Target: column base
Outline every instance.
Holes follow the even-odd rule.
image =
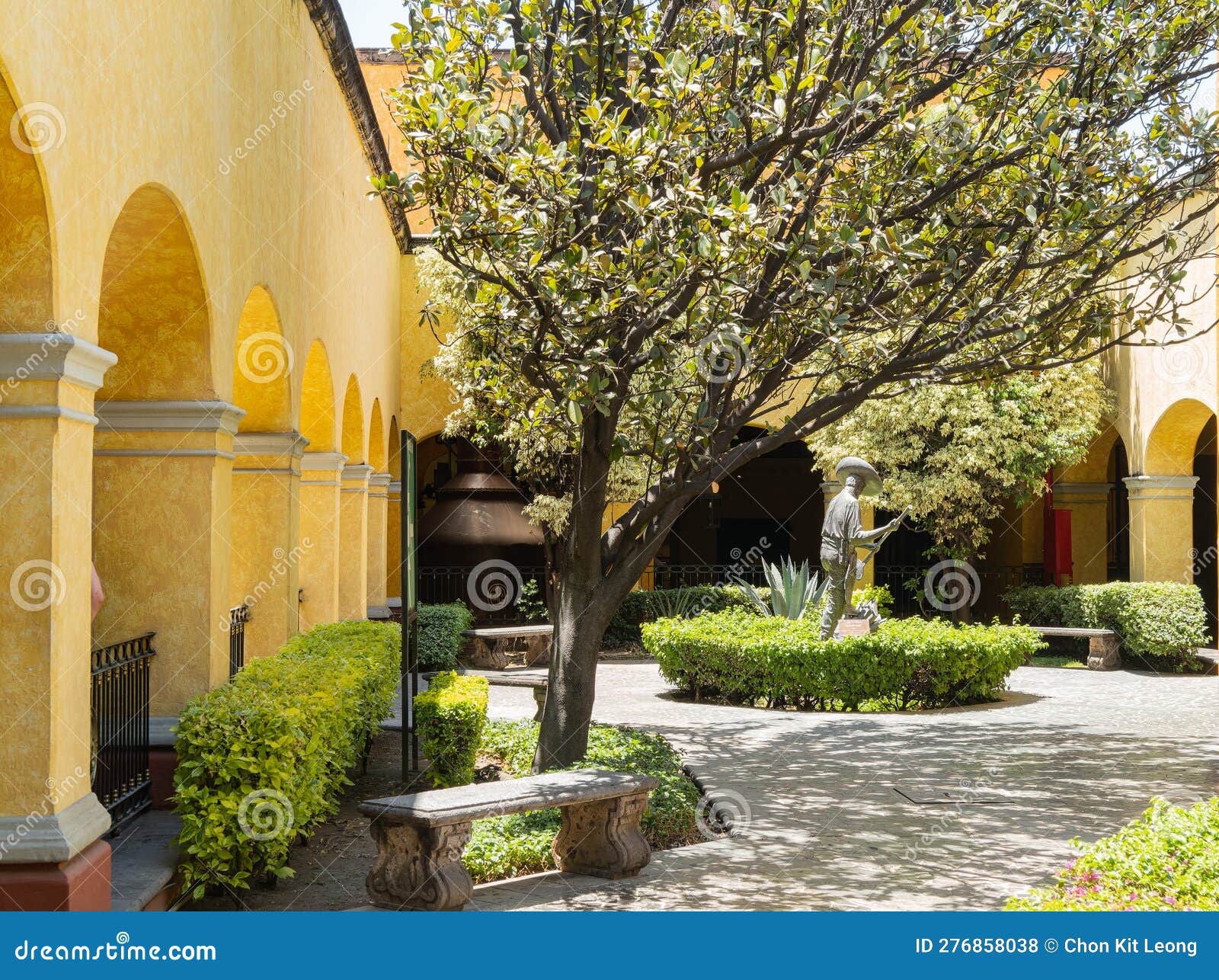
[[[0,864],[0,912],[110,912],[110,845],[52,864]]]

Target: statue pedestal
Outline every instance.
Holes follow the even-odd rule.
[[[835,636],[867,636],[872,633],[872,620],[870,619],[847,619],[844,617],[839,619],[837,629],[834,630]]]

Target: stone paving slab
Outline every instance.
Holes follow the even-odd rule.
[[[594,717],[672,740],[734,836],[627,881],[484,885],[475,906],[1000,908],[1048,880],[1070,837],[1219,787],[1219,678],[1029,667],[1009,686],[1002,706],[816,714],[675,701],[656,664],[602,663]],[[491,689],[494,717],[531,713],[528,691]]]

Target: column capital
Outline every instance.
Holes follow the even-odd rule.
[[[96,391],[118,355],[76,334],[0,334],[0,378],[16,382],[69,382]]]
[[[1131,500],[1193,500],[1197,477],[1125,477]]]
[[[236,435],[244,408],[227,401],[104,401],[98,428],[113,433],[224,433]]]
[[[233,452],[239,456],[291,456],[300,460],[308,440],[296,431],[238,433],[233,436]]]

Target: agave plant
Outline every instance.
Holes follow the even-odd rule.
[[[767,584],[770,586],[769,605],[757,589],[747,581],[739,583],[750,601],[758,607],[763,616],[781,616],[787,619],[802,619],[805,613],[818,602],[825,594],[829,579],[818,580],[816,572],[808,570],[808,562],[796,563],[791,558],[784,558],[783,564],[762,563]]]

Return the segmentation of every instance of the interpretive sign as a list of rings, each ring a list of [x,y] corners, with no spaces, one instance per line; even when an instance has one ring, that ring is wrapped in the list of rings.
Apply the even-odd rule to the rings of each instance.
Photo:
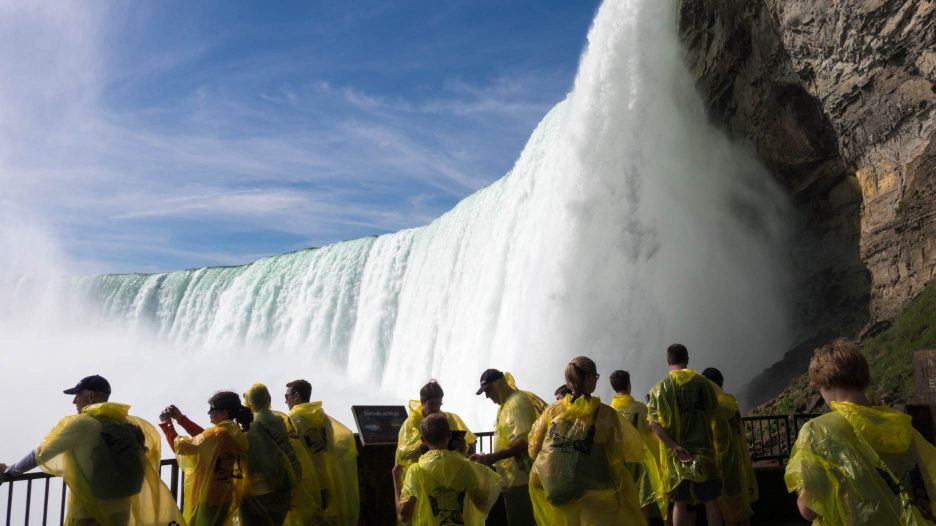
[[[406,420],[402,405],[353,405],[354,423],[358,426],[361,444],[396,444],[400,428]]]
[[[913,401],[936,404],[936,350],[913,351]]]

──────────

* _EXERCISE_: Copy out everything in the entries from the line containing "Target: agave plant" down to the end of the entries, keeping each line exactly as it appears but leaving the pictures out.

* _WRITTEN ANSWER_:
Target: agave plant
Outline every instance.
Holes follow the even-odd rule.
[[[767,584],[770,586],[769,605],[757,589],[747,581],[739,583],[750,601],[758,607],[763,616],[781,616],[787,619],[802,619],[805,613],[818,602],[825,594],[829,579],[818,580],[816,572],[808,570],[808,562],[796,563],[791,558],[784,558],[783,564],[762,563]]]

Return the segmentation of every instance of the interpretive sign as a list of rings, each ring a list of [x,y] corners, with no spaces, one instance per line; even when an instance has one ring, that ring is wrapped in the list of rings.
Apply the even-odd rule to the rings of each instance.
Photo:
[[[406,420],[402,405],[353,405],[354,423],[358,426],[361,444],[396,444],[400,428]]]
[[[913,401],[936,404],[936,350],[913,351]]]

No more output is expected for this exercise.